### Prompt
Which lines of the data below contain the string "stem"? Return each of them in full, matching case exactly.

___ Raw data

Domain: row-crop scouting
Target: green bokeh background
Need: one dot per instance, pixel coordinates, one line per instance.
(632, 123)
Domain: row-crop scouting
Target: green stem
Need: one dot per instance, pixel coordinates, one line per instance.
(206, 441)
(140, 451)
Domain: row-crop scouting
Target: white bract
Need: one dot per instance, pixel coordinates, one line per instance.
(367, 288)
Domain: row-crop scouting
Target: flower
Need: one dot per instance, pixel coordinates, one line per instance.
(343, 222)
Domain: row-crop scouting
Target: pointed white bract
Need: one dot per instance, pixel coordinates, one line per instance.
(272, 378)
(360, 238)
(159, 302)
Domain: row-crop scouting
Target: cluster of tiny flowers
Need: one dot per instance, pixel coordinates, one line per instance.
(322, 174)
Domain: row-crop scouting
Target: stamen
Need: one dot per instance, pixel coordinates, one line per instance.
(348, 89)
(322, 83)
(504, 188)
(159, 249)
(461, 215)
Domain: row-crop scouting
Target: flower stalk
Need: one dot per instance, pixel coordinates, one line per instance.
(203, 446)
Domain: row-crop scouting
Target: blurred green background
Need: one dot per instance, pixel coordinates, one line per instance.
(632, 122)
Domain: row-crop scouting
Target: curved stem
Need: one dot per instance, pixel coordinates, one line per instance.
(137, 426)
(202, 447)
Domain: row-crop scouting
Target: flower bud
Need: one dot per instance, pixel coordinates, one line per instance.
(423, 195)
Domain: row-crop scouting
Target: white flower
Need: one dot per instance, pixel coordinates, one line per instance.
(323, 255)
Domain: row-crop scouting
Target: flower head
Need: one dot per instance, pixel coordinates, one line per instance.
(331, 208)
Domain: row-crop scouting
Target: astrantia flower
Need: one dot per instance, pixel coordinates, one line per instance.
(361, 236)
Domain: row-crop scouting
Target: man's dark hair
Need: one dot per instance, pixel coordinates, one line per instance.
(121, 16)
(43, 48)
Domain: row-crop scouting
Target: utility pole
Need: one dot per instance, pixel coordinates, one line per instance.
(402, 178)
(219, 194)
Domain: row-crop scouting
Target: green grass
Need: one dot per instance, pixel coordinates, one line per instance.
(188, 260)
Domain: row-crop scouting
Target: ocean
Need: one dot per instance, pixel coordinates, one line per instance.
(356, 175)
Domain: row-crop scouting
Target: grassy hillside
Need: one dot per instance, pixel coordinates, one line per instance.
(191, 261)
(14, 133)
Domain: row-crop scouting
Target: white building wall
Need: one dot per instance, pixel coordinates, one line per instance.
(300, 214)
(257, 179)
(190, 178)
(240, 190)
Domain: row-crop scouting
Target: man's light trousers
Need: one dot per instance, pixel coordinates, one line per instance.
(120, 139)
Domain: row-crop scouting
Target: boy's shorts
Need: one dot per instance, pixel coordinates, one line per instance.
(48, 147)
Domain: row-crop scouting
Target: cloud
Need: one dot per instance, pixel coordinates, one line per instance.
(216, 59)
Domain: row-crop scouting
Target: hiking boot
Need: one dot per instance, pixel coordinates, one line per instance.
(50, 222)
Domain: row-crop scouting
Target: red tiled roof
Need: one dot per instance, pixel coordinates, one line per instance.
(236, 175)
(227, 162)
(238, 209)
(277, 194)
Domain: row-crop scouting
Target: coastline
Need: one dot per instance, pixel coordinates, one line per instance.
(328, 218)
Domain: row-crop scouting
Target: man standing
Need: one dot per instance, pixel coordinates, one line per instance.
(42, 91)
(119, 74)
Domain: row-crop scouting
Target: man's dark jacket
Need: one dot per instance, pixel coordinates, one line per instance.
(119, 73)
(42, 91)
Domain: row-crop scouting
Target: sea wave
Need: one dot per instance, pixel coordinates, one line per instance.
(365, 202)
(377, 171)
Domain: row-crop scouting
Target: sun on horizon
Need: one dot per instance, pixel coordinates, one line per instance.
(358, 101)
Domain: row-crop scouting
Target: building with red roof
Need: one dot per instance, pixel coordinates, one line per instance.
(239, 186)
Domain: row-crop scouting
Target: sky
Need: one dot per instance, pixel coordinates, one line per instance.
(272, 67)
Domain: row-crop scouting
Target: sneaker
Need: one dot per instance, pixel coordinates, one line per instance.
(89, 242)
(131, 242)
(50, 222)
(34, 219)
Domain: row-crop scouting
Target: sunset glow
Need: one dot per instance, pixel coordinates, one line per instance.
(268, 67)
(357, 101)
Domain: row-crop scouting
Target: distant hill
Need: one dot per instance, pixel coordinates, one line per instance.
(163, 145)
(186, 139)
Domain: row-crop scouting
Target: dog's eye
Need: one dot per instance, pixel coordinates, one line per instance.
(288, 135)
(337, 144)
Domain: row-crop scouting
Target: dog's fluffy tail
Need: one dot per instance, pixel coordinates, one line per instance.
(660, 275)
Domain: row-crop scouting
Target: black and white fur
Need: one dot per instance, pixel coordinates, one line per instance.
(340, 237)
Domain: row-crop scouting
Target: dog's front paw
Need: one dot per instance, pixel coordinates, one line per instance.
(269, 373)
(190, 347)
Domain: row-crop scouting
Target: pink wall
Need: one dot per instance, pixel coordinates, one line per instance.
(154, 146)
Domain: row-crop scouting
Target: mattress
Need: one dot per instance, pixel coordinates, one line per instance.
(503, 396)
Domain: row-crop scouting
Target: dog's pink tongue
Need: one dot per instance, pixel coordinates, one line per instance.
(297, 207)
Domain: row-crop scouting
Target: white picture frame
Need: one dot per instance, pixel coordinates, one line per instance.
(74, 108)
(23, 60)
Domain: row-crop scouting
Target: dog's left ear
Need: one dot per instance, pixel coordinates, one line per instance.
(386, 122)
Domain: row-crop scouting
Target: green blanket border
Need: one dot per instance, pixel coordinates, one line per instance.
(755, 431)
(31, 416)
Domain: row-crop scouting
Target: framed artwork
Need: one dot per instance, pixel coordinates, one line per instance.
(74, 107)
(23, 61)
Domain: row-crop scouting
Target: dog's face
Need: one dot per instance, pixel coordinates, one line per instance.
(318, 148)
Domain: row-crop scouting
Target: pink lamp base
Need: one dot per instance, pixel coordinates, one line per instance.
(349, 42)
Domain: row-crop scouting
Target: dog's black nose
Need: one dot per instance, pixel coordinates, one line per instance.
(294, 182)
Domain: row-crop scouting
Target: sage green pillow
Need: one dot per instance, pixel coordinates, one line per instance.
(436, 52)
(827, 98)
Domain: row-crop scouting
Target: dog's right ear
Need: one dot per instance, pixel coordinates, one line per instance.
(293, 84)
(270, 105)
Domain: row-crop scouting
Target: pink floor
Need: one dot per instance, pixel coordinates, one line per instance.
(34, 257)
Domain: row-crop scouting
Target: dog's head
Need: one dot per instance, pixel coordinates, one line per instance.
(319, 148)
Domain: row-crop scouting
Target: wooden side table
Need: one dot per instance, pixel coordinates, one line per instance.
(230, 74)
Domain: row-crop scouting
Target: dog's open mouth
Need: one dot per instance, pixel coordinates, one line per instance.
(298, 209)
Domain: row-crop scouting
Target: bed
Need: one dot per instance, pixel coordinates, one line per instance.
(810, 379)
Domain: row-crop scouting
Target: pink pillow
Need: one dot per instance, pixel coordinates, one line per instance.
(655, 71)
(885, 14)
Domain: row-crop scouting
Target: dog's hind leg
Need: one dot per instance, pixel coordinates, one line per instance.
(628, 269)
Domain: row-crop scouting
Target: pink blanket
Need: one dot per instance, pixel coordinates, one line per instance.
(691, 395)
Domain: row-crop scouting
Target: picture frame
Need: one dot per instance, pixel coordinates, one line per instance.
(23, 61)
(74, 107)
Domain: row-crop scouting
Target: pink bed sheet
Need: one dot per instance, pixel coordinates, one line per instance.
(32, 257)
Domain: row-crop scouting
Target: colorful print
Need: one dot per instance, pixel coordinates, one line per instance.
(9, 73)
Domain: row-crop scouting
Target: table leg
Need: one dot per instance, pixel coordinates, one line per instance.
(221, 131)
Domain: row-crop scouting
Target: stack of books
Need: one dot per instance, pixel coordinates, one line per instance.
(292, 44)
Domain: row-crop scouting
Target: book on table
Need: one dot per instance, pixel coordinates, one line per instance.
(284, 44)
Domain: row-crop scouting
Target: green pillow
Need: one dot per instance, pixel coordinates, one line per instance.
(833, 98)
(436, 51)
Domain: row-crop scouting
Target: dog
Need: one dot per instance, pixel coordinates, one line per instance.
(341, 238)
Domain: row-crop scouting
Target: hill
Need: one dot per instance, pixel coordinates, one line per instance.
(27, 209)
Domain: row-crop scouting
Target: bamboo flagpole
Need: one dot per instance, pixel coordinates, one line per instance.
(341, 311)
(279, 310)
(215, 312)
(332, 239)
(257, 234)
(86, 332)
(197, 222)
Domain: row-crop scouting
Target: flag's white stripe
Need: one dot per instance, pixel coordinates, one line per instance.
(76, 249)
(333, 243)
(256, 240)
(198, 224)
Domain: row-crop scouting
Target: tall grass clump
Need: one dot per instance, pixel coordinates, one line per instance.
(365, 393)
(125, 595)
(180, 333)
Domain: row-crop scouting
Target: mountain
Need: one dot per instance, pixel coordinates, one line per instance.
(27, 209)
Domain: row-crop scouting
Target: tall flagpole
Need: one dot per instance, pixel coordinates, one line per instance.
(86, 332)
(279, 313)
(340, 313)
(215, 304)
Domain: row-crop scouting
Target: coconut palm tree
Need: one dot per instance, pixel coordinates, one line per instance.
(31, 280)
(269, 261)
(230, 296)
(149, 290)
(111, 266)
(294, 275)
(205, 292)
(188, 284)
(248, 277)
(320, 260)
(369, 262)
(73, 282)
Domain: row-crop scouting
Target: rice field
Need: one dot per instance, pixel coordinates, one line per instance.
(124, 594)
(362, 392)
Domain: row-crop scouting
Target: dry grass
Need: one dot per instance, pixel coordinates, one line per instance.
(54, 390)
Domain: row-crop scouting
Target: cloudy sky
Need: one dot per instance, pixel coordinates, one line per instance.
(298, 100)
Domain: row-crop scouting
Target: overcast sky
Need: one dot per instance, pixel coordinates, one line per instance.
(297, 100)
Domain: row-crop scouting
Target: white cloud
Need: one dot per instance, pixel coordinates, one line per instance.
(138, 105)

______

### Finished task
Target: green stem
Target: curved stem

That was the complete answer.